"""

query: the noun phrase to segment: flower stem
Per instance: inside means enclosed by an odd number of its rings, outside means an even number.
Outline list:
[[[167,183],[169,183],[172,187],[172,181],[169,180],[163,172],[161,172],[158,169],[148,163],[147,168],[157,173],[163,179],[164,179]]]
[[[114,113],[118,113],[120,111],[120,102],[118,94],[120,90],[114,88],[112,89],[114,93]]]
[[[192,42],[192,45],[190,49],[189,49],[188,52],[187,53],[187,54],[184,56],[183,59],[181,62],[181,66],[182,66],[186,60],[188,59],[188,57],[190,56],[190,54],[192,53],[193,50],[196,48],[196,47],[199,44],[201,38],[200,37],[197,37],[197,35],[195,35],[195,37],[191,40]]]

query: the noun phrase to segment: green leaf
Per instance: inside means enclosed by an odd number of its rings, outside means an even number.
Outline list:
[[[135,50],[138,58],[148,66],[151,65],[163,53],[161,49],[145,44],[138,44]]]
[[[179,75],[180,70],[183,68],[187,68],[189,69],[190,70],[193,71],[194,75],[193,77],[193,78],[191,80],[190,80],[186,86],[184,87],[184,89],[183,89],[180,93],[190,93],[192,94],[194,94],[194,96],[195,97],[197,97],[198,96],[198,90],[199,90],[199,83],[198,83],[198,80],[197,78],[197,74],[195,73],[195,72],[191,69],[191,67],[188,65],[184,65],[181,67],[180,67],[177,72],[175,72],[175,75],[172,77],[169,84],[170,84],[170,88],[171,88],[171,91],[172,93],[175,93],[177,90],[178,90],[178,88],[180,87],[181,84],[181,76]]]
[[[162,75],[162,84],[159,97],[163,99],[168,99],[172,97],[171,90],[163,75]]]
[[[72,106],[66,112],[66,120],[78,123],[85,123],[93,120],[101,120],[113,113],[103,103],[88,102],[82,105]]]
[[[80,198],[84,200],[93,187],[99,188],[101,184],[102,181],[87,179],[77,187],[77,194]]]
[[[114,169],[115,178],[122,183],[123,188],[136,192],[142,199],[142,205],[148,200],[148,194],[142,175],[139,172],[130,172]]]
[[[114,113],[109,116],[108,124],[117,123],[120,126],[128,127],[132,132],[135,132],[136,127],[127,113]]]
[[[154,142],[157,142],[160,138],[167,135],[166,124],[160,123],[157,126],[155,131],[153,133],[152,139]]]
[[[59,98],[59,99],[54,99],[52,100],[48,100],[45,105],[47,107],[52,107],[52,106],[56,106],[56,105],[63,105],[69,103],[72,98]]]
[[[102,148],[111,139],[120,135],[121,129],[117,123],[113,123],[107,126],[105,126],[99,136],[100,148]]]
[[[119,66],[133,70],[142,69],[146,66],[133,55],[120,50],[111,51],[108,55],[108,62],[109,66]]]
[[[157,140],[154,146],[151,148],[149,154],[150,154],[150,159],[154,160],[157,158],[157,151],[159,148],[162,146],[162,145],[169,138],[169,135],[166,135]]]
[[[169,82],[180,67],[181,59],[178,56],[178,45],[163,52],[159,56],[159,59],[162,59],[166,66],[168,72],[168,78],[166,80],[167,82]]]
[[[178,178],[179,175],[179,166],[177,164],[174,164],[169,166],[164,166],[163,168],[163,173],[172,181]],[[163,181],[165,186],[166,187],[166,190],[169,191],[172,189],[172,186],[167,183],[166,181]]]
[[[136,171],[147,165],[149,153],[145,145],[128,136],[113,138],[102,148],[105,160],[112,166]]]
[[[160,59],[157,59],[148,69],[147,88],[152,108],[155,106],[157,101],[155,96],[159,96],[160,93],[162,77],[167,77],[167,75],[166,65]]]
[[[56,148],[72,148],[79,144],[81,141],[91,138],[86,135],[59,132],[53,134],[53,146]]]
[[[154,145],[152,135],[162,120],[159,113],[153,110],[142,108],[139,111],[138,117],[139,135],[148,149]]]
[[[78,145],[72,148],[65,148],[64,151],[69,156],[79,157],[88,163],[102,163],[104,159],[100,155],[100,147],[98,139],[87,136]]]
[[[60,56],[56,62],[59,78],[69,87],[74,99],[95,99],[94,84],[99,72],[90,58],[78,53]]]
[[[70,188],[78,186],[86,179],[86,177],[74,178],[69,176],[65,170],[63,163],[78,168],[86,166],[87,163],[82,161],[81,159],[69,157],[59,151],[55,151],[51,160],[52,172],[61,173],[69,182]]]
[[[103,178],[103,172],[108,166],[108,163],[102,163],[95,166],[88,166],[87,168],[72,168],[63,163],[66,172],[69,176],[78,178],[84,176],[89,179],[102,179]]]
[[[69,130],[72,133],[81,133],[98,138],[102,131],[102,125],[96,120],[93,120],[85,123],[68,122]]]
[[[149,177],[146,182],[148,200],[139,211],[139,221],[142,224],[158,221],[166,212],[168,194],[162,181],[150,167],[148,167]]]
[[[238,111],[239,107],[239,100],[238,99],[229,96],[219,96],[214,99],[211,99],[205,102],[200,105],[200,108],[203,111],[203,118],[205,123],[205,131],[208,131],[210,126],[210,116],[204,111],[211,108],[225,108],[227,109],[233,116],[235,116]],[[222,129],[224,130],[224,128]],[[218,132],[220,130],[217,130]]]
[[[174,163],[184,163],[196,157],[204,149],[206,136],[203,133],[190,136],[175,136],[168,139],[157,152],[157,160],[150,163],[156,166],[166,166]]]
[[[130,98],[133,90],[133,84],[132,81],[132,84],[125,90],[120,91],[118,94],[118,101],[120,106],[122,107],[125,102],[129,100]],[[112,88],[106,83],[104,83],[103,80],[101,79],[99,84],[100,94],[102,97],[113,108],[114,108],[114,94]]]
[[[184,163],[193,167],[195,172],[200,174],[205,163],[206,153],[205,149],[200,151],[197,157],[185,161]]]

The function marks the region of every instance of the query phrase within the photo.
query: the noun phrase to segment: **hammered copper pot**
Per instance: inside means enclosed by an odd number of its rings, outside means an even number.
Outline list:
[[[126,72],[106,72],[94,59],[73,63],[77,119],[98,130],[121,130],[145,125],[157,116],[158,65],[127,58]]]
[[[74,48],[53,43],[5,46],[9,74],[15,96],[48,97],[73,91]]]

"""

Task brief
Output every line of the listing above as a Markdown table with a Row column holding the row number and a Text column holding the line, omitting blank lines.

Expected answer
| Row | Text |
|---|---|
| 1 | query: the noun phrase to segment: flower stem |
| 2 | Per instance: inside means enclosed by an odd number of its rings, outside means an even number. |
| 3 | Outline list: |
| 4 | [[[167,183],[169,183],[172,187],[172,181],[169,180],[163,172],[161,172],[158,169],[148,163],[147,168],[157,173],[163,179],[164,179]]] |
| 5 | [[[114,113],[118,113],[120,111],[120,102],[118,94],[120,90],[114,88],[112,89],[114,93]]] |
| 6 | [[[192,42],[192,45],[190,49],[189,49],[188,52],[187,53],[187,54],[184,56],[183,59],[181,62],[181,66],[182,66],[186,60],[188,59],[188,57],[190,56],[190,54],[192,53],[193,50],[196,48],[196,47],[199,44],[201,38],[200,37],[197,37],[197,35],[195,35],[195,37],[191,40]]] |
| 7 | query: the noun phrase to segment: green leaf |
| 8 | Per instance: inside means enclosed by an odd number of its rings, outside means an even number. |
| 9 | Outline list: |
| 10 | [[[135,50],[138,58],[148,66],[151,65],[163,53],[161,49],[145,44],[138,44]]] |
| 11 | [[[179,75],[180,70],[183,68],[187,68],[189,69],[190,70],[193,71],[194,75],[193,77],[193,78],[191,80],[190,80],[186,86],[184,87],[184,89],[183,89],[180,93],[190,93],[192,94],[194,94],[194,96],[195,97],[197,97],[198,96],[198,90],[199,90],[199,83],[198,83],[198,80],[197,78],[197,74],[195,73],[195,72],[191,69],[191,67],[188,65],[184,65],[181,67],[180,67],[177,72],[175,72],[175,75],[172,77],[169,84],[170,84],[170,88],[171,88],[171,91],[172,93],[175,93],[177,90],[178,90],[178,88],[180,87],[181,84],[181,76]]] |
| 12 | [[[162,75],[162,84],[159,97],[163,99],[168,99],[172,97],[171,90],[163,75]]] |
| 13 | [[[72,106],[66,112],[66,120],[78,123],[85,123],[93,120],[101,120],[113,113],[103,103],[88,102],[82,105]]] |
| 14 | [[[80,198],[84,200],[93,187],[99,188],[101,184],[102,181],[87,179],[77,187],[77,194]]] |
| 15 | [[[114,169],[115,178],[122,183],[123,188],[136,192],[142,199],[142,205],[148,200],[148,194],[142,175],[139,172],[130,172]]] |
| 16 | [[[114,113],[109,116],[108,124],[117,123],[120,126],[128,127],[132,132],[135,132],[136,127],[127,113]]] |
| 17 | [[[154,142],[157,142],[160,138],[167,135],[166,124],[160,123],[157,126],[155,131],[153,133],[152,139]]] |
| 18 | [[[59,98],[59,99],[54,99],[52,100],[48,100],[45,105],[47,107],[52,107],[52,106],[56,106],[56,105],[63,105],[69,103],[72,98]]] |
| 19 | [[[102,148],[111,139],[120,135],[121,129],[117,123],[113,123],[107,126],[105,126],[99,136],[100,148]]] |
| 20 | [[[119,66],[133,70],[142,69],[146,66],[133,55],[120,50],[111,51],[108,55],[108,62],[109,66]]] |
| 21 | [[[157,140],[154,146],[151,148],[149,154],[150,154],[150,159],[154,160],[157,158],[157,151],[159,148],[162,146],[162,145],[169,138],[169,135],[166,135]]] |
| 22 | [[[169,82],[180,67],[181,59],[178,56],[178,45],[163,52],[159,56],[159,59],[162,59],[166,66],[168,72],[168,78],[166,80],[167,82]]] |
| 23 | [[[178,178],[179,175],[179,166],[177,164],[174,164],[169,166],[164,166],[163,168],[163,173],[172,181]],[[163,181],[165,186],[166,187],[166,190],[169,191],[172,189],[172,186],[167,183],[166,181]]] |
| 24 | [[[136,171],[147,165],[149,153],[145,145],[128,136],[113,138],[102,148],[105,160],[112,166]]] |
| 25 | [[[160,59],[157,59],[148,69],[147,88],[152,108],[155,106],[157,101],[155,96],[159,96],[160,93],[162,77],[167,77],[167,75],[166,65]]] |
| 26 | [[[56,148],[72,148],[79,144],[81,141],[91,138],[86,135],[59,132],[53,134],[53,146]]] |
| 27 | [[[154,145],[152,135],[162,120],[159,113],[153,110],[142,108],[139,111],[138,117],[139,135],[148,149]]] |
| 28 | [[[78,145],[72,148],[65,148],[64,151],[69,156],[79,157],[88,163],[102,163],[104,159],[100,155],[100,147],[98,139],[87,136]]] |
| 29 | [[[60,56],[56,62],[59,78],[69,87],[74,99],[95,99],[94,84],[99,72],[90,58],[78,53]]] |
| 30 | [[[70,188],[78,186],[86,179],[86,177],[74,178],[69,176],[65,170],[63,163],[78,168],[86,166],[87,163],[82,161],[81,159],[69,157],[59,151],[55,151],[51,160],[52,172],[61,173],[69,182]]] |
| 31 | [[[103,178],[103,172],[108,166],[108,163],[102,163],[95,166],[88,166],[87,168],[72,168],[63,163],[66,172],[69,176],[78,178],[84,176],[89,179],[102,179]]] |
| 32 | [[[69,130],[72,133],[81,133],[98,138],[102,131],[102,125],[96,120],[93,120],[85,123],[68,122]]] |
| 33 | [[[149,177],[146,182],[148,200],[139,211],[139,221],[142,224],[158,221],[166,212],[168,194],[162,181],[150,167],[148,167]]] |
| 34 | [[[238,111],[239,107],[239,100],[238,99],[229,96],[219,96],[214,99],[211,99],[205,102],[200,105],[200,108],[203,111],[203,118],[205,123],[205,131],[208,131],[210,126],[210,116],[204,111],[211,108],[225,108],[227,109],[233,116],[235,116]],[[222,129],[224,130],[224,128]],[[218,132],[220,130],[217,130]]] |
| 35 | [[[174,163],[184,163],[196,157],[204,149],[206,136],[203,133],[190,136],[175,136],[168,139],[157,152],[157,160],[150,163],[156,166],[166,166]]] |
| 36 | [[[130,98],[133,90],[133,84],[132,81],[132,84],[125,90],[120,91],[118,94],[118,101],[120,106],[122,107],[125,102],[129,100]],[[112,88],[106,83],[104,83],[103,80],[101,79],[99,84],[100,94],[102,97],[113,108],[114,108],[114,94]]] |
| 37 | [[[184,163],[193,167],[195,172],[200,174],[205,163],[206,153],[205,149],[200,151],[197,157],[185,161]]] |
| 38 | The function marks the region of every instance of the query phrase within the photo. |
| 39 | query: the noun phrase to segment: **hammered copper pot** |
| 40 | Per instance: inside means enclosed by an odd number of its rings, outside means an even number. |
| 41 | Outline list: |
| 42 | [[[126,72],[106,72],[94,59],[73,63],[77,119],[98,130],[121,130],[145,125],[157,116],[158,65],[127,58]]] |
| 43 | [[[74,48],[53,43],[5,46],[9,74],[15,96],[48,97],[73,91]]] |